▸ Article
Understanding that people may come to our products in anywhere along this spectrum helps us avoid pitfalls like running into things such as dual task interference, a somewhat fancy way of talking about multitasking. This is when we ignore things that we perceive to be interrupting our current task. Now Google Chrome engineers and researchers at BYU worked together a little while ago to check out the effects of dual task interference on how people read and paid attention to security dialogues.
They found that any time these dialogues interrupted a task, which ranged from watching a video, to transferring files, to navigating back from a webpage, that up to 90% of them would ignore those messages. But when those messages appear during natural pauses in tasks, when it wasn't interrupting something, then they were much more regarded and heeded. So again the timing of our guidance and how we present it to someone is very important to consider relative to the user's situation, and then there's also this concept of product novelty and its effect and perception by new users and what guidance is right.

▸ Exercise task
Name the tasks that the passage on dual task interference says the security dialogues interrupted.

▸ Dataset section
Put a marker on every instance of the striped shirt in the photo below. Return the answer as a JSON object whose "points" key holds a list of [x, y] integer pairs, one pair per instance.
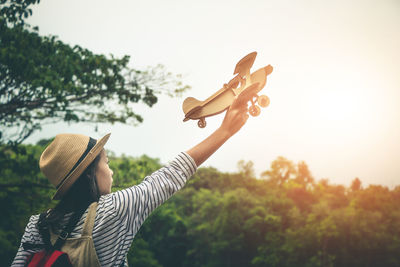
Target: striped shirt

▸ Result of this task
- Watching a video
- Transferring files
- Navigating back from a webpage